**YOUR GOAL:**
Print every record below exactly as it stands, but leave out the pictures.

Collection entries:
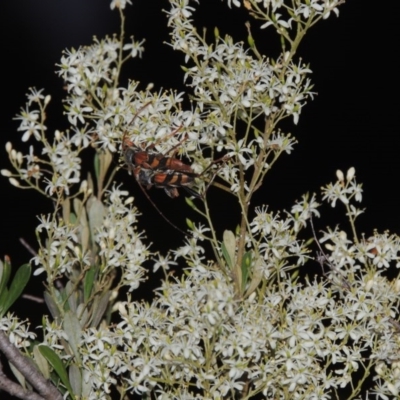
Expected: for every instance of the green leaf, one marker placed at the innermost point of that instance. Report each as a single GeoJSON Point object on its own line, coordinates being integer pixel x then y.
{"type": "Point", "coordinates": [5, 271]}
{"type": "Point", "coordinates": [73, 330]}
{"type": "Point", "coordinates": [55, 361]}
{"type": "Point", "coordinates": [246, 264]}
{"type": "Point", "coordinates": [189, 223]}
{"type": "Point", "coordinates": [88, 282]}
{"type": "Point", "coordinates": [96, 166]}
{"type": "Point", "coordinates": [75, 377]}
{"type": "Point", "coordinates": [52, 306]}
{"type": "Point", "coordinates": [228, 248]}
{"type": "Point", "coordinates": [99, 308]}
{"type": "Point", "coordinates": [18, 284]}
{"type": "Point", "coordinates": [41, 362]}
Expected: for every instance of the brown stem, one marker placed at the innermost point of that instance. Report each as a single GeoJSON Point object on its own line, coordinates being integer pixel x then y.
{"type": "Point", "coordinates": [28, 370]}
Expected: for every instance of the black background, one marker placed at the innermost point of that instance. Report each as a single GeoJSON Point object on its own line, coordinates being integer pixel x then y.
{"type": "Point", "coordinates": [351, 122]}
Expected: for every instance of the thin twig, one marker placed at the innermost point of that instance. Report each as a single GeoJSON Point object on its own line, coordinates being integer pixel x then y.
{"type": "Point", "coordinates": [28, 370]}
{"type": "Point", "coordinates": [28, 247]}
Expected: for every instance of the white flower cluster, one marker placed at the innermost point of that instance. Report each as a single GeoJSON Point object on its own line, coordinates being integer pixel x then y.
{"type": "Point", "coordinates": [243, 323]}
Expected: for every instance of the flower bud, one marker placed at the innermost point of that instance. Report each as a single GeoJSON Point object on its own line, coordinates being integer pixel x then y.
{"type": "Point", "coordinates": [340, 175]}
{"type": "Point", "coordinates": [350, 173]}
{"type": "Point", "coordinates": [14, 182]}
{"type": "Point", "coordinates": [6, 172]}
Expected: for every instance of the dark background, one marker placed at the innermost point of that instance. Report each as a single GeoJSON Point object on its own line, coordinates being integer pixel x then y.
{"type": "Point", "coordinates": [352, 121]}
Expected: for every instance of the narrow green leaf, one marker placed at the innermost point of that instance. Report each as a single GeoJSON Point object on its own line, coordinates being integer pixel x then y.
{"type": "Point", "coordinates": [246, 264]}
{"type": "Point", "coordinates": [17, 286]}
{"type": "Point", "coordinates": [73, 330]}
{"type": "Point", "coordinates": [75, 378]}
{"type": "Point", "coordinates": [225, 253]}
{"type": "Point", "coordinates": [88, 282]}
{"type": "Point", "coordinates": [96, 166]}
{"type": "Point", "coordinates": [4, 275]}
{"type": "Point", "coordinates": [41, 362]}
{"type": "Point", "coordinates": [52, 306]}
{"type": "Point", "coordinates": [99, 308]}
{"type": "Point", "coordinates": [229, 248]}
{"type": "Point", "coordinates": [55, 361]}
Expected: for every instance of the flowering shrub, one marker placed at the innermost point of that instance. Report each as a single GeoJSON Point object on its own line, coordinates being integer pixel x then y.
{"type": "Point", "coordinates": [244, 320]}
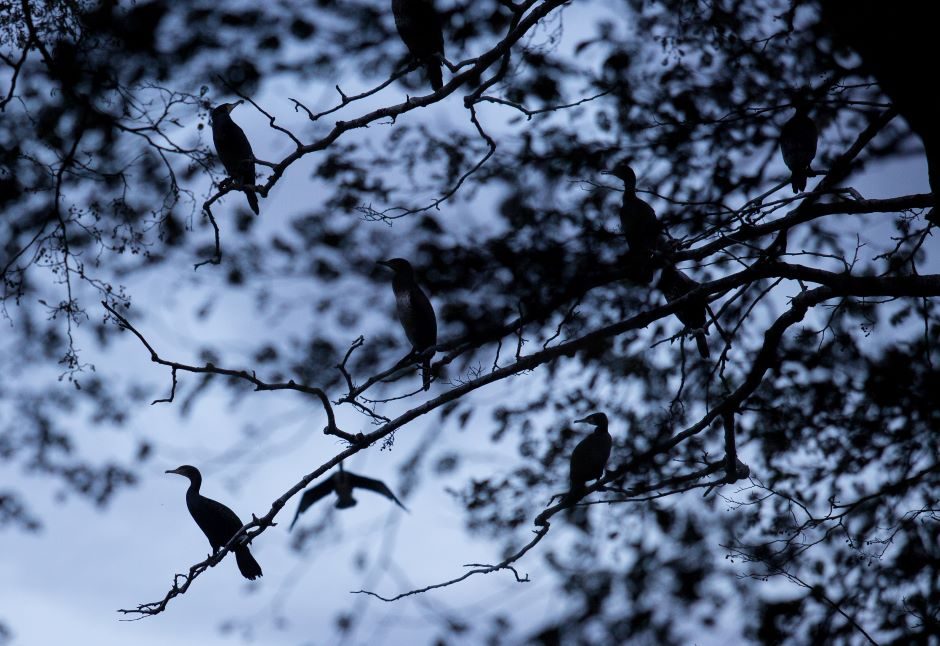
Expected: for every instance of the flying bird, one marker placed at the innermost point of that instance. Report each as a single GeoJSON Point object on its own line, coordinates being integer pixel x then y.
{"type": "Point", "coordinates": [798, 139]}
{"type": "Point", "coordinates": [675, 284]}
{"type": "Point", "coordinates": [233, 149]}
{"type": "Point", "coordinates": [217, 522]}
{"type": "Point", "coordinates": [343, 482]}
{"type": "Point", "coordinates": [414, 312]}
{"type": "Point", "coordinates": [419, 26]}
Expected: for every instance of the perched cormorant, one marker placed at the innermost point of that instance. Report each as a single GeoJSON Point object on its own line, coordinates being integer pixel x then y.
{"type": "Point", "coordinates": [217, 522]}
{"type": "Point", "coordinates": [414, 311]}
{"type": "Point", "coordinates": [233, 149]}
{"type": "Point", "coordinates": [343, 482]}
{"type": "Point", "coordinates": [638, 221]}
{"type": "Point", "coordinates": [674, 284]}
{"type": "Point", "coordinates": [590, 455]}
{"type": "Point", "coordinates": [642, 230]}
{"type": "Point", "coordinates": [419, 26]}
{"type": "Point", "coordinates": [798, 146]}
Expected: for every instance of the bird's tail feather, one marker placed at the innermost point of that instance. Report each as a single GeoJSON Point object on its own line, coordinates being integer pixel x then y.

**TASK RESPONSE:**
Expected: for every instance of the green leaf, one marker placed at the innermost point of that instance. Report each as a single GeoJSON Point object on its own line, coordinates being integer pixel x then y.
{"type": "Point", "coordinates": [5, 271]}
{"type": "Point", "coordinates": [73, 330]}
{"type": "Point", "coordinates": [55, 361]}
{"type": "Point", "coordinates": [246, 264]}
{"type": "Point", "coordinates": [189, 223]}
{"type": "Point", "coordinates": [88, 282]}
{"type": "Point", "coordinates": [96, 166]}
{"type": "Point", "coordinates": [75, 377]}
{"type": "Point", "coordinates": [52, 306]}
{"type": "Point", "coordinates": [228, 248]}
{"type": "Point", "coordinates": [99, 308]}
{"type": "Point", "coordinates": [18, 284]}
{"type": "Point", "coordinates": [41, 362]}
Expected: for every instance of the brown stem, one marker placed at the innermost point of that instance. Report each as a single GeoJSON Point object on its own line, coordinates being integer pixel x then y.
{"type": "Point", "coordinates": [28, 370]}
Expected: for every instance of the black background, one marker placed at the innermost point of that instance. Report each as a single GeoJSON Point object on its own line, coordinates being integer pixel x then y.
{"type": "Point", "coordinates": [351, 122]}
Expected: for every instance of the thin twig, one marker placed at the innermost point of that instance. Report each as a single GeoJSON Point object on its own line, coordinates being integer pixel x then y.
{"type": "Point", "coordinates": [28, 370]}
{"type": "Point", "coordinates": [28, 247]}
Expected: for every instance of the white flower cluster, one marker placed at the innermost point of that instance. Report each as a single GeoJSON Point object on its own line, coordinates being integer pixel x then y.
{"type": "Point", "coordinates": [243, 323]}
Expected: for every instance of the flower bud, one marker placed at the innermost point of that instance. Report each as a single GeoJSON Point object on its own line, coordinates being integer pixel x then y.
{"type": "Point", "coordinates": [340, 175]}
{"type": "Point", "coordinates": [350, 173]}
{"type": "Point", "coordinates": [14, 182]}
{"type": "Point", "coordinates": [6, 172]}
Expected: for every instance of the dark background, one marker placed at the innermost point of that instance. Report each as a single GeoJSON Point object on its own line, coordinates being integer pixel x then y.
{"type": "Point", "coordinates": [352, 121]}
Expected: for every instance of the narrow green leaf, one marker placed at the innermost point of that instance. Report each as a single GeoJSON Point object on its own line, coordinates being integer pixel x then y.
{"type": "Point", "coordinates": [246, 264]}
{"type": "Point", "coordinates": [17, 286]}
{"type": "Point", "coordinates": [73, 330]}
{"type": "Point", "coordinates": [75, 378]}
{"type": "Point", "coordinates": [225, 253]}
{"type": "Point", "coordinates": [88, 282]}
{"type": "Point", "coordinates": [96, 166]}
{"type": "Point", "coordinates": [4, 275]}
{"type": "Point", "coordinates": [41, 362]}
{"type": "Point", "coordinates": [52, 306]}
{"type": "Point", "coordinates": [99, 308]}
{"type": "Point", "coordinates": [229, 248]}
{"type": "Point", "coordinates": [55, 361]}
Expected: for every instance of the flowering shrub, one marker placed at the innermost point of that instance. Report each as a single GeoJSON Point object on its own line, coordinates being integer pixel x then y.
{"type": "Point", "coordinates": [244, 320]}
Expected: for every instance of the flying bird, one marker placed at the innermost point of that instance. Report each as a single GeoJSON Point object on its own line, coordinates being integer pixel x then y.
{"type": "Point", "coordinates": [798, 139]}
{"type": "Point", "coordinates": [675, 284]}
{"type": "Point", "coordinates": [233, 149]}
{"type": "Point", "coordinates": [217, 522]}
{"type": "Point", "coordinates": [343, 482]}
{"type": "Point", "coordinates": [414, 312]}
{"type": "Point", "coordinates": [419, 26]}
Expected: for every instance of the perched cormorant, one marker placed at the innermost point of that instance. Report each as a single GeoJSON Point object on its own line, coordinates being integer pixel x then y.
{"type": "Point", "coordinates": [217, 522]}
{"type": "Point", "coordinates": [414, 311]}
{"type": "Point", "coordinates": [233, 149]}
{"type": "Point", "coordinates": [343, 482]}
{"type": "Point", "coordinates": [638, 221]}
{"type": "Point", "coordinates": [674, 284]}
{"type": "Point", "coordinates": [590, 455]}
{"type": "Point", "coordinates": [642, 230]}
{"type": "Point", "coordinates": [419, 26]}
{"type": "Point", "coordinates": [798, 146]}
Expected: for every instance of the bird's tail feather, one marker placed at the innermost point of that instance. Report each as a single GeoJSON Point object on its own line, coordinates being integer pixel x then y.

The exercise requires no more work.